▸ Task prompt: Each line from the one with "One point for each instance of the green leaf, each" through the last line of the records must be output exactly, both ends included.

▸ Information given:
-- Opening Marker --

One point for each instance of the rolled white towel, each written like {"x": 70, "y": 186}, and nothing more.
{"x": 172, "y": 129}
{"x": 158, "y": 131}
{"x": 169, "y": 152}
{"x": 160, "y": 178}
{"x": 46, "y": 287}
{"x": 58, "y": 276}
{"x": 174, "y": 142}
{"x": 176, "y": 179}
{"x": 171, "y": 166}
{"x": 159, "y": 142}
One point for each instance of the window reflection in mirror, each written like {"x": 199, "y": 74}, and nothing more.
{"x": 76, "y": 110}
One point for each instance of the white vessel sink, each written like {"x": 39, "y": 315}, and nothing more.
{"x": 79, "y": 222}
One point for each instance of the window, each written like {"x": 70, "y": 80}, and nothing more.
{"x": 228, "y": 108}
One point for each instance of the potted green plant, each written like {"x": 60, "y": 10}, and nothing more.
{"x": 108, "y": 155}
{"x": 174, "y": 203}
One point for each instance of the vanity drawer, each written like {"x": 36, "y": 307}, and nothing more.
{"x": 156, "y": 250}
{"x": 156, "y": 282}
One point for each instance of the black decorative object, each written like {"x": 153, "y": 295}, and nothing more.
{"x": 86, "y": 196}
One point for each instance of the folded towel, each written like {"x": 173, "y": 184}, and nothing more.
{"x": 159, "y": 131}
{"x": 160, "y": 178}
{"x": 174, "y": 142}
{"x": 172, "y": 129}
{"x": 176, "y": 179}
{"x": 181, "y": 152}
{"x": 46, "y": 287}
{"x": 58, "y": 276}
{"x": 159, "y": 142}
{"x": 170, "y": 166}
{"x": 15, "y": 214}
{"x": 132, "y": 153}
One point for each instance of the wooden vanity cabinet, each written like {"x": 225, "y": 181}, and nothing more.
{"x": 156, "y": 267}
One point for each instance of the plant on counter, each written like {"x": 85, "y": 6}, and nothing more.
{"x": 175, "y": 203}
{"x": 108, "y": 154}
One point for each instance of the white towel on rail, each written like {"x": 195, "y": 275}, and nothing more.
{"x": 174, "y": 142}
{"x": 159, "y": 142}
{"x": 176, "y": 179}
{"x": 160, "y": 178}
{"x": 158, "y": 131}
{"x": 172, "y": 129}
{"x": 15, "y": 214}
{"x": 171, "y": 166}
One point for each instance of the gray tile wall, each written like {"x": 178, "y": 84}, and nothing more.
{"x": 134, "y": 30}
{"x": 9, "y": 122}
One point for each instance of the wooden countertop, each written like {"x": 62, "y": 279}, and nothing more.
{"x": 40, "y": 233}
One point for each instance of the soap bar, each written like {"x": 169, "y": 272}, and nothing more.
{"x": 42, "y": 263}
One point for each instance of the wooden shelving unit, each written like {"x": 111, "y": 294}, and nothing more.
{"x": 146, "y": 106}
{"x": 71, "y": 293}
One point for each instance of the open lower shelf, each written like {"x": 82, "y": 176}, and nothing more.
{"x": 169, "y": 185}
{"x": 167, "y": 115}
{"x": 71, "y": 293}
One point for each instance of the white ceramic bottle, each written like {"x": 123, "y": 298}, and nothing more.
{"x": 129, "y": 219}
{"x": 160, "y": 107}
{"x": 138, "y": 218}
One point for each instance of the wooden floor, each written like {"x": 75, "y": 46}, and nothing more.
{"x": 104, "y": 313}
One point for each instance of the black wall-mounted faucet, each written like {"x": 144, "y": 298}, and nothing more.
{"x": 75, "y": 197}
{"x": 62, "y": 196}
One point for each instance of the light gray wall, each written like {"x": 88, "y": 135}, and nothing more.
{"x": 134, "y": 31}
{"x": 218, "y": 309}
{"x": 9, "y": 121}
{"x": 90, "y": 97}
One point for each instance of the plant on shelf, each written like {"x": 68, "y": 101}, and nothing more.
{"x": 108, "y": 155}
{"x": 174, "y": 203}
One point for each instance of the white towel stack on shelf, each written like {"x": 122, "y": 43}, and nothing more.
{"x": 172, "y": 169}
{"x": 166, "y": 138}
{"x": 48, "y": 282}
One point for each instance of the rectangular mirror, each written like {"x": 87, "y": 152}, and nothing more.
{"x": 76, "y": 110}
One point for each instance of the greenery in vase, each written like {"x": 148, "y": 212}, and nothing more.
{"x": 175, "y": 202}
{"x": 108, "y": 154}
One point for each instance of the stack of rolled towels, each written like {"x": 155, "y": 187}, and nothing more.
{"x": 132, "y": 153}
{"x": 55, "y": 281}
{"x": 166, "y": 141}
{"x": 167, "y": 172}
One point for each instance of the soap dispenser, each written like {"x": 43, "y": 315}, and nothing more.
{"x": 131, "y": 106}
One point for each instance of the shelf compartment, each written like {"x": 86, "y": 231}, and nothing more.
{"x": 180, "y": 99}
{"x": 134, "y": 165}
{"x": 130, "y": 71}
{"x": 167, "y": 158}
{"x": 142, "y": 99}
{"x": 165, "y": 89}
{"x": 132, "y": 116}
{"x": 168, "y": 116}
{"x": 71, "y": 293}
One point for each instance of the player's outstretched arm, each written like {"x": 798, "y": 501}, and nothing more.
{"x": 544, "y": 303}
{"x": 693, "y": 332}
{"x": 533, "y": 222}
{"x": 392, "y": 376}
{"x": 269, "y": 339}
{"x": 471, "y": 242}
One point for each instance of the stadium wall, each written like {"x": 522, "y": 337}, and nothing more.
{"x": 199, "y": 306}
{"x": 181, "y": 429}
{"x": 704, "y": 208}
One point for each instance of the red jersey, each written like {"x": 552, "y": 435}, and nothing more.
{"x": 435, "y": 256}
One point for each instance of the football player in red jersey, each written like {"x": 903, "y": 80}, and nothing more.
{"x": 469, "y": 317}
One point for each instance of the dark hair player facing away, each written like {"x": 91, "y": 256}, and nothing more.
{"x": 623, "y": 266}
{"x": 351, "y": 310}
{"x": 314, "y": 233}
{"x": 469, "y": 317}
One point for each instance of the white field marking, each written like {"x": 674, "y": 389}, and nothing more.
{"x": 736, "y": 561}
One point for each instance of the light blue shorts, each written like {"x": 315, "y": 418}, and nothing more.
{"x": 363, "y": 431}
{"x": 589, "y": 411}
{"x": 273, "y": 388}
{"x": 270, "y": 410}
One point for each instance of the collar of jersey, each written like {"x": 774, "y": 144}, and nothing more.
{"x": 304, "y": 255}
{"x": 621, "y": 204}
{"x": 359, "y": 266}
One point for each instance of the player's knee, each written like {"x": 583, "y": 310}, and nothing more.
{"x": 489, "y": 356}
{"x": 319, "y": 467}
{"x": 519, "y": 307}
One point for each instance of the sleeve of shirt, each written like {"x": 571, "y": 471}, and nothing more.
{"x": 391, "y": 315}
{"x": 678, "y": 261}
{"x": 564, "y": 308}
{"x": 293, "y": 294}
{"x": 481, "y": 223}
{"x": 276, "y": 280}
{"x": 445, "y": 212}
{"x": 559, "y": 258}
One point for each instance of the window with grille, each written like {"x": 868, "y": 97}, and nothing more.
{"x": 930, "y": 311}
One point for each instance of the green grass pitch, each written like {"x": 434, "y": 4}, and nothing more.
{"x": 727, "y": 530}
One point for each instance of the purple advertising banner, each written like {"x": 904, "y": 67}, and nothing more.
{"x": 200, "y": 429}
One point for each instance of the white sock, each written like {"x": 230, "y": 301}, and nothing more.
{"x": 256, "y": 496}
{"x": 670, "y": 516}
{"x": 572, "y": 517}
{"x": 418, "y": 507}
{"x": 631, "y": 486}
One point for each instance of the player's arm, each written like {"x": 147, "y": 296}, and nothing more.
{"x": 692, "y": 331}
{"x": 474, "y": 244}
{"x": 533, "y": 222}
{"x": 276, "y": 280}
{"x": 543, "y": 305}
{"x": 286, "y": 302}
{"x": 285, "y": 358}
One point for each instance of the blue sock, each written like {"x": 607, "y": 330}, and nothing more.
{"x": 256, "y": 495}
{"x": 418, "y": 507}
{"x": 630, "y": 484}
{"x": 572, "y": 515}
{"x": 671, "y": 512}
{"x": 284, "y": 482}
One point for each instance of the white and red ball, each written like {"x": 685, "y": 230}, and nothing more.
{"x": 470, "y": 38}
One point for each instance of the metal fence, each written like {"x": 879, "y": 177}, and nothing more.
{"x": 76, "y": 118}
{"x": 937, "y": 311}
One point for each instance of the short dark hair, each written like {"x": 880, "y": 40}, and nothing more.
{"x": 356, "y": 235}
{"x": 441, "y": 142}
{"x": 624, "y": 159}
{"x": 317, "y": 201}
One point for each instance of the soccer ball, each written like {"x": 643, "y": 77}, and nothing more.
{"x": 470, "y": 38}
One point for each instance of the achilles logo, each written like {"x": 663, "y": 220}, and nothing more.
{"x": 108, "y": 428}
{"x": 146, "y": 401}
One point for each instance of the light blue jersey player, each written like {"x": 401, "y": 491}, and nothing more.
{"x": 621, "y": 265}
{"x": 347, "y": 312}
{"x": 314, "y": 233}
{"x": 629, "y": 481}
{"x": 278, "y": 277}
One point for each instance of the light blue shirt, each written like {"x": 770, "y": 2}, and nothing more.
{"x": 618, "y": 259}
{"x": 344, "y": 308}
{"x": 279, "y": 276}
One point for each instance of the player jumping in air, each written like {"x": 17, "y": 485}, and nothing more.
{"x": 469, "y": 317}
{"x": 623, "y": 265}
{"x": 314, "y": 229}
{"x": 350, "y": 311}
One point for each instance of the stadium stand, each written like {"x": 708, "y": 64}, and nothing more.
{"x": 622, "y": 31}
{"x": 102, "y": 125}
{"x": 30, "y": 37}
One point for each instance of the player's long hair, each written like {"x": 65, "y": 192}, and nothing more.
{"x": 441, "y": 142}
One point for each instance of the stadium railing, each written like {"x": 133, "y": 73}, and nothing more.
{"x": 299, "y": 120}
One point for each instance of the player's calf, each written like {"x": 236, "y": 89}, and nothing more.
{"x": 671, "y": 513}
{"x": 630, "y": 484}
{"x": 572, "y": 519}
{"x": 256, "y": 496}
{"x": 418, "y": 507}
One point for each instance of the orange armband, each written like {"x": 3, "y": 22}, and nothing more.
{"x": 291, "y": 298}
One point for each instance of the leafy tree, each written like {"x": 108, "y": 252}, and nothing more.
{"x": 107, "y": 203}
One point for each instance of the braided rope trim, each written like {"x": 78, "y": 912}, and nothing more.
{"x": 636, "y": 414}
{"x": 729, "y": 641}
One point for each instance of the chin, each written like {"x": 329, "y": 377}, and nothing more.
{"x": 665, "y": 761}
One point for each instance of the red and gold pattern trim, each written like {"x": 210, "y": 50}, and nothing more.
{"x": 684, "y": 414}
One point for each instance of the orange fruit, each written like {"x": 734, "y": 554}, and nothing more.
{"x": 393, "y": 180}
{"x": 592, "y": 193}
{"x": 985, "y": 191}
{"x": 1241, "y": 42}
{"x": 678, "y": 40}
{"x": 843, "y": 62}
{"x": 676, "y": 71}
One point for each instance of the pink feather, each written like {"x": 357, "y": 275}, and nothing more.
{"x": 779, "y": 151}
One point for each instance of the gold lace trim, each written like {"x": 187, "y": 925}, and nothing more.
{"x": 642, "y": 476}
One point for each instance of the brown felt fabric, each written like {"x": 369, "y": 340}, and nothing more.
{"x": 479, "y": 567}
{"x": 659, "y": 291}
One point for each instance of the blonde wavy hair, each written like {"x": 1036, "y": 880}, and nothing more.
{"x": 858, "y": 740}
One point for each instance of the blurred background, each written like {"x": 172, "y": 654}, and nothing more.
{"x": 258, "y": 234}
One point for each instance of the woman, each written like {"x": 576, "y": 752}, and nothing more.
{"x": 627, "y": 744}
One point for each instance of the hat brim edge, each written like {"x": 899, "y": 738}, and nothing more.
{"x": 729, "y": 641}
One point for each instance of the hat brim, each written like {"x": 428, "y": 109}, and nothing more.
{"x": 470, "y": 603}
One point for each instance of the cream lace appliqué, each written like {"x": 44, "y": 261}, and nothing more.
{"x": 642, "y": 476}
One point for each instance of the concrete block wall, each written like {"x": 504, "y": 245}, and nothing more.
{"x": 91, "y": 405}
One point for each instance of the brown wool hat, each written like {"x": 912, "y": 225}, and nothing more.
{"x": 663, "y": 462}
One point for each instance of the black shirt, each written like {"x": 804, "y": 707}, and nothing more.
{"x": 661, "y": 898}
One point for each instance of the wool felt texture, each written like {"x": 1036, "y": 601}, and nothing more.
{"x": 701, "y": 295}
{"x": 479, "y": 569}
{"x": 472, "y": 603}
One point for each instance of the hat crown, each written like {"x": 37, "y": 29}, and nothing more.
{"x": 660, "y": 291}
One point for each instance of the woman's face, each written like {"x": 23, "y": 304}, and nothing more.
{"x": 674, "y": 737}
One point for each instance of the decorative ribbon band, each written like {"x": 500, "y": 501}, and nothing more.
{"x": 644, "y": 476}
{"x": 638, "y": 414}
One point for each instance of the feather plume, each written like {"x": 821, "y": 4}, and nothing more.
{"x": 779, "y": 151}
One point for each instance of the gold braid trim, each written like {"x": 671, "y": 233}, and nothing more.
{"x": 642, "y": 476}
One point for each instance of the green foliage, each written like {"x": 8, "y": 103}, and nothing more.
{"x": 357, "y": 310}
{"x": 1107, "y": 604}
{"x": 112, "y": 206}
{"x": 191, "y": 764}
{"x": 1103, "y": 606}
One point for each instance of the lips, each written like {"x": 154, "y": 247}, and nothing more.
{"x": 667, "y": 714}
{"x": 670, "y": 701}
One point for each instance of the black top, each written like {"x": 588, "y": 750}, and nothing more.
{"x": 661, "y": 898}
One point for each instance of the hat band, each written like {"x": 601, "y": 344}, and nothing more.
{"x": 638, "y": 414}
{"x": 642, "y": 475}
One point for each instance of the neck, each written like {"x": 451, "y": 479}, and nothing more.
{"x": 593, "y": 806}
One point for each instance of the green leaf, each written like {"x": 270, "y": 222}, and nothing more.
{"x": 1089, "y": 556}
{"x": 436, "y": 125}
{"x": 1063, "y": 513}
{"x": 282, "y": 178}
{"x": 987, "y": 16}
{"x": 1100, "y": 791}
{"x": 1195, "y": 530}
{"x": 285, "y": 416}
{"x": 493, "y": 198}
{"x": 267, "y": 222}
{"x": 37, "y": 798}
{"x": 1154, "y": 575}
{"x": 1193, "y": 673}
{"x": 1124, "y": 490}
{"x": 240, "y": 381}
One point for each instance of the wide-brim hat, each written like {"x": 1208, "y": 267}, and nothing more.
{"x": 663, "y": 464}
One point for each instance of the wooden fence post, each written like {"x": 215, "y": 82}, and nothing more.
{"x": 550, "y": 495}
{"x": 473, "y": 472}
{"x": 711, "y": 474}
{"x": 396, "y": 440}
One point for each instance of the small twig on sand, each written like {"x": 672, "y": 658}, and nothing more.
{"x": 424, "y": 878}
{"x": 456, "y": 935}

-- Closing Marker --

▸ The completed task:
One point for each instance of the green leaf, each written like {"x": 270, "y": 222}, and nothing more.
{"x": 1089, "y": 556}
{"x": 436, "y": 125}
{"x": 1063, "y": 513}
{"x": 282, "y": 178}
{"x": 987, "y": 16}
{"x": 1100, "y": 791}
{"x": 1195, "y": 530}
{"x": 285, "y": 416}
{"x": 493, "y": 198}
{"x": 267, "y": 222}
{"x": 37, "y": 798}
{"x": 1154, "y": 575}
{"x": 1193, "y": 673}
{"x": 1124, "y": 490}
{"x": 240, "y": 381}
One point for each instance of the wide-brim hat, each written like {"x": 1208, "y": 267}, and nothing more.
{"x": 663, "y": 464}
One point for each instance of the wooden fence post, each written like {"x": 215, "y": 82}, and nothing more.
{"x": 550, "y": 495}
{"x": 473, "y": 472}
{"x": 711, "y": 474}
{"x": 396, "y": 440}
One point for each instance of the small twig on sand, each written like {"x": 672, "y": 658}, and nothing more.
{"x": 424, "y": 878}
{"x": 456, "y": 935}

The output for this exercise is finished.